:: PAGE TEXT ::

An event that was talked about quite a bit over the past few days has
finally come to an end, and it featured a few big names, and some strong
play from the players who made it deep in the event. When the final table
of the 2014 World Poker Tour’s Canadian Spring Championship was announced,
the players geared up to play for the title as well as a very nice first
place pay day. When all was said and done, it was a Quebec local in Jason
Comtois who ended up taking down the championship and also winning the
$160,999 first place pay day.

It wasn’t an easy battle for Comtois though, as he actually was holding the
second shortest stack to start the day with 4,700,000 chips, but he still
had plenty of time to build that chip stack up. At the time, the chip
leader to start was Daniel Gagne, who was holding 8 million in chips,
meaning that our second short stack in Comtois could absolutely catch up
within just a single hand potentially. It didn’t start out well though, as
Comtois dropped a pretty good sized pot on just the second hand of the day,
but then two hands after that he doubled up through Mario Lim to get up to
5,700,000 chips. To say that he was involved in the action early on in the
final table would be an understatement.

Lim was actually the first player to be eliminated from the final table,
and it happened when he pushed all-in pre-flop for 2,200,000 chips on the
21st hand. The shove came over an original raise from Johnny Mazzaferro.
Lim had just K-3 of clubs, while Mazzaferro was holding A-J off suit. The
flop gave Lim a shot at a flush, but he wasn’t able to better his hand in
any way, and ended up being sent home in sixth place.

:::

§ GIVEN EXERCISE A
In the poker tournament report, how many chips did Daniel Gagne hold as chip leader at the start of the final table?

:: RECORDS FOR THE TASK ::

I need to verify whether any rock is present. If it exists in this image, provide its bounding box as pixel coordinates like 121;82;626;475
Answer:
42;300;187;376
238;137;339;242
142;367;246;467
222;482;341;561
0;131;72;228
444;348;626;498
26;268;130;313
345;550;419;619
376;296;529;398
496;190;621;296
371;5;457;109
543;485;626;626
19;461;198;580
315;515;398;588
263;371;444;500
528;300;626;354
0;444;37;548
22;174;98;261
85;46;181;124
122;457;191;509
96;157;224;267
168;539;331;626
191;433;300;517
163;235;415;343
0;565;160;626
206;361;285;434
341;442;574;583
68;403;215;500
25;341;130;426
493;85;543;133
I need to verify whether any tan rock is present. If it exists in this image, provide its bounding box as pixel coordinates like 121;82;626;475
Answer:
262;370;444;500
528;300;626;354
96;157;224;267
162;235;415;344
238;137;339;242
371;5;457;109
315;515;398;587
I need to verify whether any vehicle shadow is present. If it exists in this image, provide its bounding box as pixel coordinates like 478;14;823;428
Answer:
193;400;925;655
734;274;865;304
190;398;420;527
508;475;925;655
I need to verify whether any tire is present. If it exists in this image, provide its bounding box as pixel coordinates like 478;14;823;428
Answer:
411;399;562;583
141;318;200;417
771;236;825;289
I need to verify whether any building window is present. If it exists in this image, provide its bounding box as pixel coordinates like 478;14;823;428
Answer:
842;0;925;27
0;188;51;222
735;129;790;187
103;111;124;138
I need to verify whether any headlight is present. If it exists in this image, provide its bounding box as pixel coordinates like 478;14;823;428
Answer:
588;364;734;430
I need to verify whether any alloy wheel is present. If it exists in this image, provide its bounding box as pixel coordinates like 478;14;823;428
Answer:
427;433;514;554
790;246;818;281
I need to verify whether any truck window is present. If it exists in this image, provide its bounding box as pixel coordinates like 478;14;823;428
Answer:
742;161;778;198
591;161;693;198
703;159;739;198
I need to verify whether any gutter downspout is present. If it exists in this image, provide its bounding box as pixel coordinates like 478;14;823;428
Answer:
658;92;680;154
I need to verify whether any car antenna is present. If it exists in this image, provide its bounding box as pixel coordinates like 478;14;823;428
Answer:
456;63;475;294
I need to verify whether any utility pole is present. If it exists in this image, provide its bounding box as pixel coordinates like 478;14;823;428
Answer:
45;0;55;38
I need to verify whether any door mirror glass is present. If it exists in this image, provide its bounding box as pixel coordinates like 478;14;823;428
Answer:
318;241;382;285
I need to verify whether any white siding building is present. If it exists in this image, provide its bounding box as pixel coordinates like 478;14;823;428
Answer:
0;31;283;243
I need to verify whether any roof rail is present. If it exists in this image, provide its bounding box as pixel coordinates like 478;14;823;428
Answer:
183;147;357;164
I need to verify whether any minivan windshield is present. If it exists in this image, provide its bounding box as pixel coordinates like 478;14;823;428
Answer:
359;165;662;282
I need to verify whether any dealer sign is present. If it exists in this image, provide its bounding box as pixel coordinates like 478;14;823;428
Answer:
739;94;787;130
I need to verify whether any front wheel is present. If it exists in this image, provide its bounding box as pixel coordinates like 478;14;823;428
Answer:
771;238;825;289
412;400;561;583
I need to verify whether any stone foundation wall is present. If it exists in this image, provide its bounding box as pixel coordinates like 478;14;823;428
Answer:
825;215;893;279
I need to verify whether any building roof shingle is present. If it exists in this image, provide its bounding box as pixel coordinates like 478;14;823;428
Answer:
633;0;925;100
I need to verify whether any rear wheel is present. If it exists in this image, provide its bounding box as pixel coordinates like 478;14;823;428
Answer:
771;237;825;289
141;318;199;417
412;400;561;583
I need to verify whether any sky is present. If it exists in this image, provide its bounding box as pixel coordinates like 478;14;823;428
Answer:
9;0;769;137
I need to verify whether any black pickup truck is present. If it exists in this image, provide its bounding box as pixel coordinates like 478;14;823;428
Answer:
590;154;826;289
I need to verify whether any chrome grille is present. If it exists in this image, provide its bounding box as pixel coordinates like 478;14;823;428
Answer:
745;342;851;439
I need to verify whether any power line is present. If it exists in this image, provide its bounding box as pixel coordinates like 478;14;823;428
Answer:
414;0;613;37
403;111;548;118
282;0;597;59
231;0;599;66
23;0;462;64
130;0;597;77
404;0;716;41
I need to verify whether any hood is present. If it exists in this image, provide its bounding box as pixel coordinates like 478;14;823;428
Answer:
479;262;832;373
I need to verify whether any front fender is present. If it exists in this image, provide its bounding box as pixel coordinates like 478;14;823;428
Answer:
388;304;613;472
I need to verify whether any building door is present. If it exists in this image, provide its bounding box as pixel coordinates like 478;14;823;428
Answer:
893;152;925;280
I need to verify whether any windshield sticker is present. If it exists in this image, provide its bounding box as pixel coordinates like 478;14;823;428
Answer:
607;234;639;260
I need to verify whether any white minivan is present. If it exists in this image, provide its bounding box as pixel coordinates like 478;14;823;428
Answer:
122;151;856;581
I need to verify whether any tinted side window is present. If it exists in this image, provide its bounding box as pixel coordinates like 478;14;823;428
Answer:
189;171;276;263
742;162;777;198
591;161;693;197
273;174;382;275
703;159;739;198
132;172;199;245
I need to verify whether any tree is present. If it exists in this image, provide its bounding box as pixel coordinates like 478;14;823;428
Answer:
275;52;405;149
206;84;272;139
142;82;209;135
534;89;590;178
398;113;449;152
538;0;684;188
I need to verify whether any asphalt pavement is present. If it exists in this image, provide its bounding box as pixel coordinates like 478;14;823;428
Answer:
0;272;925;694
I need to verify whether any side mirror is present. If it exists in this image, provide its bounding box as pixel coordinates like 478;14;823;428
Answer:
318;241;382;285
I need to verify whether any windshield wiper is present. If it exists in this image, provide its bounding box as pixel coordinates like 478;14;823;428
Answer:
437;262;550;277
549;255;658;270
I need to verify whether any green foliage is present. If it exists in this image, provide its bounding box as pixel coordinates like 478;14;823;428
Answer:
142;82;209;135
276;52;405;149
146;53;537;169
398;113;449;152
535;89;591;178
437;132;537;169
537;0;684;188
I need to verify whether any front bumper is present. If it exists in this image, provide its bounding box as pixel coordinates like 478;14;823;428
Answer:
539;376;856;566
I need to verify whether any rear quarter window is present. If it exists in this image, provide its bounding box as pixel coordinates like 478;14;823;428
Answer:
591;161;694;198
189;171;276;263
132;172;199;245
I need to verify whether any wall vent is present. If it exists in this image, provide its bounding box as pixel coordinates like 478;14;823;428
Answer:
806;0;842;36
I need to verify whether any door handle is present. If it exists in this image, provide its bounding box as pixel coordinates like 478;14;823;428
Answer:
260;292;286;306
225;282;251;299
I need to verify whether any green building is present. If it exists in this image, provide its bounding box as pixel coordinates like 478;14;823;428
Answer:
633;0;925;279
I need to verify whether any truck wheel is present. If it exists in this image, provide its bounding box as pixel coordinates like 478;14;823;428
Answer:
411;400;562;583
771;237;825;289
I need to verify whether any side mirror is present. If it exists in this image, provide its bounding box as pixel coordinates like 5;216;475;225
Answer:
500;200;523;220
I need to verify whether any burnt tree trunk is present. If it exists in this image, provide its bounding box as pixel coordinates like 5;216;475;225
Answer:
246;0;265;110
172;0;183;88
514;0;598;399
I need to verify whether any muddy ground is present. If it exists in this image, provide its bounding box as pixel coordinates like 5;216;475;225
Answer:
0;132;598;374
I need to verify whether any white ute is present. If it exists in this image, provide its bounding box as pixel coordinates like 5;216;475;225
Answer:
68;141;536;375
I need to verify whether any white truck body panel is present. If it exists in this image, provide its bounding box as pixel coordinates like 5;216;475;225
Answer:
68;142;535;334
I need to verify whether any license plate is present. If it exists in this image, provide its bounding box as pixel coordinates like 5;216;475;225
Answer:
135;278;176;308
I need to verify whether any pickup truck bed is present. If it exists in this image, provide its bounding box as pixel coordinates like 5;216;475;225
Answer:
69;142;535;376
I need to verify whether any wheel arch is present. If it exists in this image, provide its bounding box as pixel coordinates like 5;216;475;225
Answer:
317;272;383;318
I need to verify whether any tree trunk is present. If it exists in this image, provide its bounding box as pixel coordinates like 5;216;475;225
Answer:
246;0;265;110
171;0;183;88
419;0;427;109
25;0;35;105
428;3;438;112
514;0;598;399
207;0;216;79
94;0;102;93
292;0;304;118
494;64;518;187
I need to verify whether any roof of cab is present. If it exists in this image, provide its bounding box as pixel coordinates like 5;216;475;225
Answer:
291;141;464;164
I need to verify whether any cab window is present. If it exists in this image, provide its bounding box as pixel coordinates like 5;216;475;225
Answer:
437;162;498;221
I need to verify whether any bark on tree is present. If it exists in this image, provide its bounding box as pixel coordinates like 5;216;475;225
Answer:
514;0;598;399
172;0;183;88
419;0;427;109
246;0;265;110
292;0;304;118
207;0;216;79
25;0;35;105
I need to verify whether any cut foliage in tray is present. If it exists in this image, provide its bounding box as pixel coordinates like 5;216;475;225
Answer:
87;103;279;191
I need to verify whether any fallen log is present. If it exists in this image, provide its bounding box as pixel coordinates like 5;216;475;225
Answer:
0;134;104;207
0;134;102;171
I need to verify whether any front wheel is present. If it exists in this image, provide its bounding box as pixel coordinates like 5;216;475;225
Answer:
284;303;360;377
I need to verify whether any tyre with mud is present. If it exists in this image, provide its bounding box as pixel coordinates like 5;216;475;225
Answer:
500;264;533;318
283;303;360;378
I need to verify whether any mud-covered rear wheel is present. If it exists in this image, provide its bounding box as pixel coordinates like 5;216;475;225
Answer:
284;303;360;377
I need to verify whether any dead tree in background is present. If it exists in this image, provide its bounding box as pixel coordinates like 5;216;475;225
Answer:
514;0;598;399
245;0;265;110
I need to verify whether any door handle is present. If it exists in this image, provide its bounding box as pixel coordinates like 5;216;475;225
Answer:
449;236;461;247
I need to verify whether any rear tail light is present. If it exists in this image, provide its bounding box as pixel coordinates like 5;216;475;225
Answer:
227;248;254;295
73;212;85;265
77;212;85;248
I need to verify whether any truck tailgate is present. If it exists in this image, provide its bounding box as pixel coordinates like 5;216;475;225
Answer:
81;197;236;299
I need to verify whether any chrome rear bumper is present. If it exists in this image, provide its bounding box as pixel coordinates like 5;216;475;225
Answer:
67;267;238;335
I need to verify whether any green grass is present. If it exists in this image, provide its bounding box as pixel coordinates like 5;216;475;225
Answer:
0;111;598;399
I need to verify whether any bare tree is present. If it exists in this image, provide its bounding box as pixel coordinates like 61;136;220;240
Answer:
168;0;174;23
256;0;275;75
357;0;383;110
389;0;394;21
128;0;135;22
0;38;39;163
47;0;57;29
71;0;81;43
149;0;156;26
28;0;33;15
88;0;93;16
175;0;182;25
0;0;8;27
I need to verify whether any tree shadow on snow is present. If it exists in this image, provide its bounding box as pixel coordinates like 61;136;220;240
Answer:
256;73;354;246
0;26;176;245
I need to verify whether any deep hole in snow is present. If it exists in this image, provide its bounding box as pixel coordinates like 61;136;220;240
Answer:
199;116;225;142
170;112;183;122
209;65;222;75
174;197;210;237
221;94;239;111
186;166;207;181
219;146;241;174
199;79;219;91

:::

§ GIVEN EXERCISE B
Scale the entries from the line containing "I need to verify whether any dead" through the line containing "245;0;265;110", and give only that stretch again with its requests. Multiply every bounding-box coordinate in the answers by 1.05 and round to whole numbers, halves up, but leave the requests and their sample coordinates unchanged.

§ EXPECTED OUTPUT A
8 million chips.

§ EXPECTED OUTPUT B
I need to verify whether any dead tree in background is present. If it exists in this image, provide its bounding box as pixel coordinates like 5;216;475;225
Answer:
540;0;628;419
257;0;278;116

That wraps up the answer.